**What this task involves:** Count how many lines in the entries below contain the string "nose" with matching case, and reply with only that number.

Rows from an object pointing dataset

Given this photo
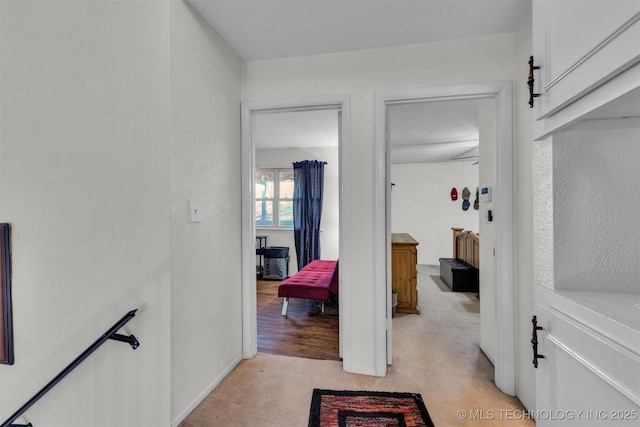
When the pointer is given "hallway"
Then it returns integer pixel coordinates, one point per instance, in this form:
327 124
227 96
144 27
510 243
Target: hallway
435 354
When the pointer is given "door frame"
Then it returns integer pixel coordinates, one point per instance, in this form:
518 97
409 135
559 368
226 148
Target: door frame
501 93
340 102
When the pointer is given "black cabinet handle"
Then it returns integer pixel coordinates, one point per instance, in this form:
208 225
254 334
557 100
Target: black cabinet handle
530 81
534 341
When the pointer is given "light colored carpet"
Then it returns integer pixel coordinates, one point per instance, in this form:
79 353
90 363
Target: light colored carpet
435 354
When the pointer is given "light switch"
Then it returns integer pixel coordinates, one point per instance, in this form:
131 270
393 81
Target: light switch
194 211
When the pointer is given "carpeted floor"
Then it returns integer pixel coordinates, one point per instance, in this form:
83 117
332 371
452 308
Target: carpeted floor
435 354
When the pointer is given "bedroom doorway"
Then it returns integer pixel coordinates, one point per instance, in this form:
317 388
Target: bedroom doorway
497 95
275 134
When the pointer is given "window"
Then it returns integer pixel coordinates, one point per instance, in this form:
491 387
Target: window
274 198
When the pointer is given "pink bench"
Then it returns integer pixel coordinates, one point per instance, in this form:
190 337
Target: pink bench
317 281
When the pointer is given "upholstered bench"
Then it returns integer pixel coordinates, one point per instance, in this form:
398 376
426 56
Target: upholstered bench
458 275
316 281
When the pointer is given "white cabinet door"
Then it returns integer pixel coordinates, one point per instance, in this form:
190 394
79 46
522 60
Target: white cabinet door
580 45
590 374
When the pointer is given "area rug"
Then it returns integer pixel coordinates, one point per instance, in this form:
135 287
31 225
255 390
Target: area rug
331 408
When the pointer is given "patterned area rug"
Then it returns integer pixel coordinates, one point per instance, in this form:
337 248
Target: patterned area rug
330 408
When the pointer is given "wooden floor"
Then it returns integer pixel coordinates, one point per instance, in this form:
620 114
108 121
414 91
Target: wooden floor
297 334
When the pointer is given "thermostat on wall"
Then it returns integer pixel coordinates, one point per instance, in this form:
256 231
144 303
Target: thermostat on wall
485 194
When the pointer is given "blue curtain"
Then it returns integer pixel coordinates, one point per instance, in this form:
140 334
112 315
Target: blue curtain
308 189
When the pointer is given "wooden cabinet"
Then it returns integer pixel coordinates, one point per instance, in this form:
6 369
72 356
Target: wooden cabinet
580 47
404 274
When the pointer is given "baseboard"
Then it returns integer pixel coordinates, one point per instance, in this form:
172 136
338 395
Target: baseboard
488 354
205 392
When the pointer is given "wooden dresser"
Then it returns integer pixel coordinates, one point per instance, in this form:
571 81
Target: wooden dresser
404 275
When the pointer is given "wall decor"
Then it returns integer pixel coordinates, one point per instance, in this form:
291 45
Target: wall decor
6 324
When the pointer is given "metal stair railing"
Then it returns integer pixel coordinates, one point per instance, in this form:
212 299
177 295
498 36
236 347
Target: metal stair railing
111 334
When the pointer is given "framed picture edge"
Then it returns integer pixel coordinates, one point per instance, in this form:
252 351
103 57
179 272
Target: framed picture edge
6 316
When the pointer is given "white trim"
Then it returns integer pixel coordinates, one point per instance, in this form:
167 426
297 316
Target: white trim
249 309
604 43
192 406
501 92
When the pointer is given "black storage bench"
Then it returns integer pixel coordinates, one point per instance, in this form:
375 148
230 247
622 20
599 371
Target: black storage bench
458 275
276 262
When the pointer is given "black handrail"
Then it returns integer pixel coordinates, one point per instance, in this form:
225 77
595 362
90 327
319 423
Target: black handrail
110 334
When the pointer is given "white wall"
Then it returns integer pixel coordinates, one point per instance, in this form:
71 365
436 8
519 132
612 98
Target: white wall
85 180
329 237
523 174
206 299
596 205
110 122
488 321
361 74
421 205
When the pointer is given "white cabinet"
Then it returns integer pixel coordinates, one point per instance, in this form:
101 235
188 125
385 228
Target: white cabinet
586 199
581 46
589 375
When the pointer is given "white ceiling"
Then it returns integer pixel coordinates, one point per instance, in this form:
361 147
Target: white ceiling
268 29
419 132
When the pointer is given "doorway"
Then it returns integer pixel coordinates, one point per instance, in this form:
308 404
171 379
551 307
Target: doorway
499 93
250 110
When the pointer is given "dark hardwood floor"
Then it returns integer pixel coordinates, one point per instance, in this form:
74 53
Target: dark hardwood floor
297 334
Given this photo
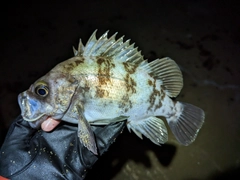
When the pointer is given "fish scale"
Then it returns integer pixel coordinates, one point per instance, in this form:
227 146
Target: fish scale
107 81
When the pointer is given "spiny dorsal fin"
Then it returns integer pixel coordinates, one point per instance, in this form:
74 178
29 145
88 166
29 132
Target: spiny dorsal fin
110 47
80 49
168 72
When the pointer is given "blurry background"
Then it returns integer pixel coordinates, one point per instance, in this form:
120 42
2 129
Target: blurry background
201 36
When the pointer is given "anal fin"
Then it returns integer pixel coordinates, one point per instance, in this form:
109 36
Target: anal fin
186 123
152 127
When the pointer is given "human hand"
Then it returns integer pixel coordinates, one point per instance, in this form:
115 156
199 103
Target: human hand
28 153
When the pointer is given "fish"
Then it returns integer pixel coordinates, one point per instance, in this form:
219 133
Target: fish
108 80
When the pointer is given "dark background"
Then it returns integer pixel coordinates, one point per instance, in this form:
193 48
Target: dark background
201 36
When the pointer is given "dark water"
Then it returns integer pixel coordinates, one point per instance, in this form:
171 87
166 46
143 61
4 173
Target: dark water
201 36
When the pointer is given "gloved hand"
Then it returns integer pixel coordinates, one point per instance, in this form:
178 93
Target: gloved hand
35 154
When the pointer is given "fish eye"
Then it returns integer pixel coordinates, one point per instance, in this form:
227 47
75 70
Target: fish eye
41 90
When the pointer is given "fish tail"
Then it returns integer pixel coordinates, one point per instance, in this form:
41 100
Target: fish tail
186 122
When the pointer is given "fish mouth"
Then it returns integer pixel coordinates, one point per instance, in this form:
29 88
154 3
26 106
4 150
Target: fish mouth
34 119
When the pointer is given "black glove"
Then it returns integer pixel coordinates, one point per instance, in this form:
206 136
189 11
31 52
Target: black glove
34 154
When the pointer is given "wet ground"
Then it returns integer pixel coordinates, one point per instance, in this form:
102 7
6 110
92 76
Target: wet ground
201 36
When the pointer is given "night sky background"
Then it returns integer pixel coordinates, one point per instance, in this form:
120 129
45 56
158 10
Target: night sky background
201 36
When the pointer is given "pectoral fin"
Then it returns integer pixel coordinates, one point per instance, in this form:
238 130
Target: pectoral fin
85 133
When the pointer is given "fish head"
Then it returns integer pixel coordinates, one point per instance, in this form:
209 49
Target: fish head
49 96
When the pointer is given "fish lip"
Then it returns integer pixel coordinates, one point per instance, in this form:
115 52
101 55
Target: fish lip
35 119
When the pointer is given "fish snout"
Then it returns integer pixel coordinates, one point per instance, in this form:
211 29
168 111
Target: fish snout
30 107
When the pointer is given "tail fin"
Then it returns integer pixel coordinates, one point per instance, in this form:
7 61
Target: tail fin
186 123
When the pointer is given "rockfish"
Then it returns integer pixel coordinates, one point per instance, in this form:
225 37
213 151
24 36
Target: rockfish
* * *
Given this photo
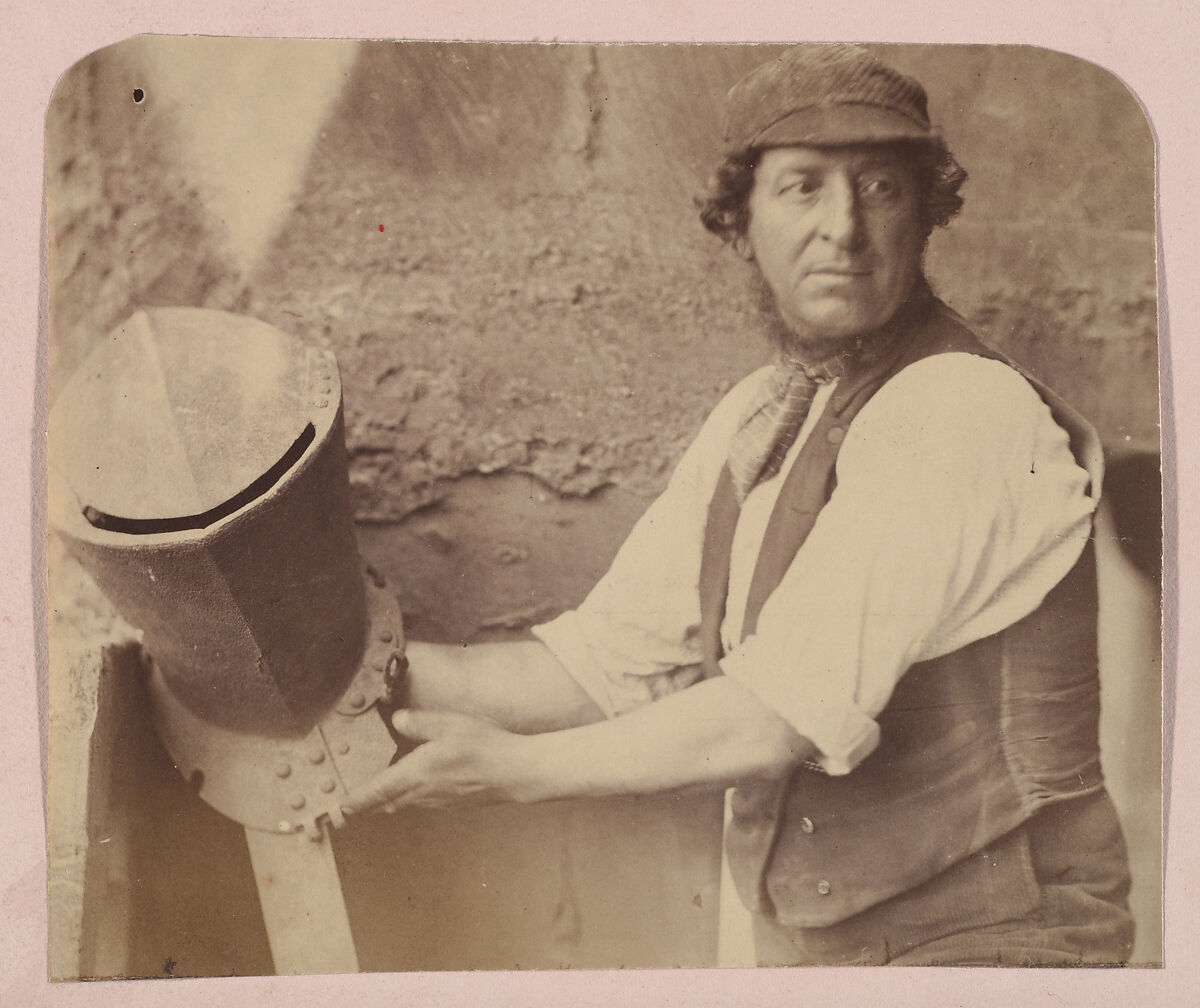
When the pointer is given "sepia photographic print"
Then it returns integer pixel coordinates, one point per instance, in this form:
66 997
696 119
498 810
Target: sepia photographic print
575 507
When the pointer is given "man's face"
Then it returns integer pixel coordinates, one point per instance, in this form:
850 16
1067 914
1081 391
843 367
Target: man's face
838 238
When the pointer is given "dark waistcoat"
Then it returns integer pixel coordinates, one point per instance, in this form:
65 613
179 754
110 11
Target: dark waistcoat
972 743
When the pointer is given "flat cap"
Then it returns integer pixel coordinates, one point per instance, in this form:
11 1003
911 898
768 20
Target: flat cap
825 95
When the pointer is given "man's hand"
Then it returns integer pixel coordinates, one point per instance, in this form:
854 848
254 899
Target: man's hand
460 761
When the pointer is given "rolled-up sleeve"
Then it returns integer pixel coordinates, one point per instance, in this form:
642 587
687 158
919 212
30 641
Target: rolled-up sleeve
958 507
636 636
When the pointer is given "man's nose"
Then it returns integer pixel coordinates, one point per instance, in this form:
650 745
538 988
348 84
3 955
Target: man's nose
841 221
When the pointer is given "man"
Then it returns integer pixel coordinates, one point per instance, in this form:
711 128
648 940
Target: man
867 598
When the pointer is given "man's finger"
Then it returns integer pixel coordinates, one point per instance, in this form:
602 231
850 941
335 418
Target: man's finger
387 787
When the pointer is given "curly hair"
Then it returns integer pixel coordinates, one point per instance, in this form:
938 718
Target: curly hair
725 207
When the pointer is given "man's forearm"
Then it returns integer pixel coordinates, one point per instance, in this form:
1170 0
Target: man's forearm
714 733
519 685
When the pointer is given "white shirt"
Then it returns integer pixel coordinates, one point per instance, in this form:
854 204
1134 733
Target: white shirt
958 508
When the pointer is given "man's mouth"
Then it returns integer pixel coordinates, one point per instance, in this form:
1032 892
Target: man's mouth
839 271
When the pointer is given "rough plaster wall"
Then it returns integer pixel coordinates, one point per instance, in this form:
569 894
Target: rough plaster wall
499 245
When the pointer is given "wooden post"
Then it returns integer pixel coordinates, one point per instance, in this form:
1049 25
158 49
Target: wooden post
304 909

**Answer:** 2